### EXERCISE DESCRIPTION
Look for the line with "Query: tall flowering stalk" in the entries below, then extract that line and all lines after it exactly, with pictures left out.

### Dataset items
▬▬▬▬▬▬▬▬▬▬

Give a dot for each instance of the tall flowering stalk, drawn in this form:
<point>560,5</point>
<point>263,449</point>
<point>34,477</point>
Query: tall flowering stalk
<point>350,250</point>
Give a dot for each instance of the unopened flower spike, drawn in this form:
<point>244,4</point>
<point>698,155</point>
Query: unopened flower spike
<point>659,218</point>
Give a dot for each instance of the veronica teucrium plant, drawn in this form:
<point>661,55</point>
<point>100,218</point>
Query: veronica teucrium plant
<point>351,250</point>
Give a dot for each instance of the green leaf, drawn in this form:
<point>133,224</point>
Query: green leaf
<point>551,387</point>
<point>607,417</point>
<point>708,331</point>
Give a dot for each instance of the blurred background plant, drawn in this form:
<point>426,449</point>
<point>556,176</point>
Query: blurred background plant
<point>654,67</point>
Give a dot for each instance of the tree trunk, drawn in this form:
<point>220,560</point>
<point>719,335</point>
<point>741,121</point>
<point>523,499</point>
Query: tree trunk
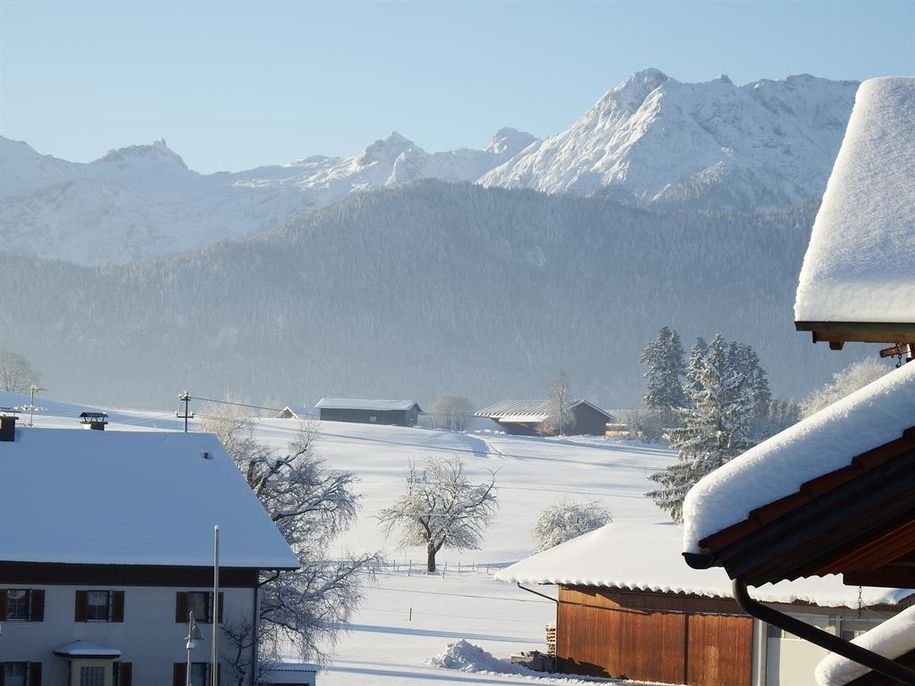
<point>430,558</point>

▬▬▬▬▬▬▬▬▬▬

### ANSWER BELOW
Query: tall flowering stalk
<point>350,250</point>
Give a dot for each instance of the unopened flower spike, drawn in this form:
<point>244,4</point>
<point>698,155</point>
Query: unopened flower spike
<point>659,218</point>
Give a dot for each instance of the veronica teucrium plant, drawn in this form:
<point>661,55</point>
<point>100,218</point>
Query: veronica teucrium plant
<point>351,250</point>
Give a dot for each instance of the green leaf, drawn in this form:
<point>133,224</point>
Query: green leaf
<point>551,387</point>
<point>607,417</point>
<point>708,331</point>
Give a dot for each instance of the blurred background plant, drawn in this form:
<point>426,449</point>
<point>556,176</point>
Query: blurred background plant
<point>654,67</point>
Give a dot for each instance of the tree trunk, drawn in this form:
<point>220,560</point>
<point>719,335</point>
<point>741,121</point>
<point>523,499</point>
Query: tree trunk
<point>430,558</point>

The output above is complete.